GYMNASTICS WORLD CHAMPIONSHIPS : Simple Sports Adversity Won’t Tumble Waller
Chris Waller’s most successful year as a high school gymnast was when he won the Illinois State High School championship, went on to place fifth at the junior nationals, then checked into a hospital for previously scheduled open heart surgery. He was 15.
That was the year he went for his school physical and discovered his blood pressure was 170/140 in his left arm. His descending aorta hadn’t developed with the rest of his body, causing it to constrict the blood flow. It was a genetic condition that he unknowingly had had for some time, one that had caused an undue weakness in his skinny legs, earning him two nicknames: “chicken legs” and “bird legs.”
“I found out about the condition before my sophomore year, then I went on to have my best year,” Waller said.
And then there was the year he doesn’t remember--his first year of life. Waller was born with a severe heart murmur that stabilized only after his parents made many trips to the doctor, one about every two weeks.
“I got babied an awful lot by my parents because of it,” said Waller, now 22, who adds, more seriously, that he continues to have the murmur checked and knows that, someday, it may require him to have another heart surgery.
So when the talk here at the World Gymnastics Championships turned to the adversity the U.S. men’s team faces going into tonight’s final team competition, it takes on a different perspective for Waller, who has faced real adversity.

**DATA FOR REVIEW**
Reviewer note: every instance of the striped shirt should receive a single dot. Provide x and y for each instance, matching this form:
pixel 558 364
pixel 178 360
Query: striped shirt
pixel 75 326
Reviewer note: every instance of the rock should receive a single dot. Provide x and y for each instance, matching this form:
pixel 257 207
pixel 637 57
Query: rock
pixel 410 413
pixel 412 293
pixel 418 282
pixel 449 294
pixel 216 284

---

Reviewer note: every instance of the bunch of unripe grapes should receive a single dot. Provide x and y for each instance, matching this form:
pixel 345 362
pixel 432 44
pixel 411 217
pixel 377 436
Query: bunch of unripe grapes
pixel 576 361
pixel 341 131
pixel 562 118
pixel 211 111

**WHAT TO DO**
**a.** Answer these questions using the article on Chris Waller:
(i) What blood pressure reading was found in Waller's left arm at his school physical?
(ii) During his first year of life, about how often did his parents take him to the doctor?
(iii) How old is Waller now?
**b.** Rewrite the paragraph of the article on Chris Waller that begins "That was the year he went for his school physical" as a short list that keeps its main facts.

**TASK-BY-TASK RESULTS**
**a.**
(i) 170/140
(ii) About every two weeks
(iii) 22

**b.**
- At his school physical, Waller's blood pressure in his left arm measured 170/140.
- His descending aorta had not developed with the rest of his body, which restricted blood flow.
- The condition was genetic, and he had unknowingly had it for some time.
- It had made his skinny legs unusually weak, which earned him the nicknames "chicken legs" and "bird legs."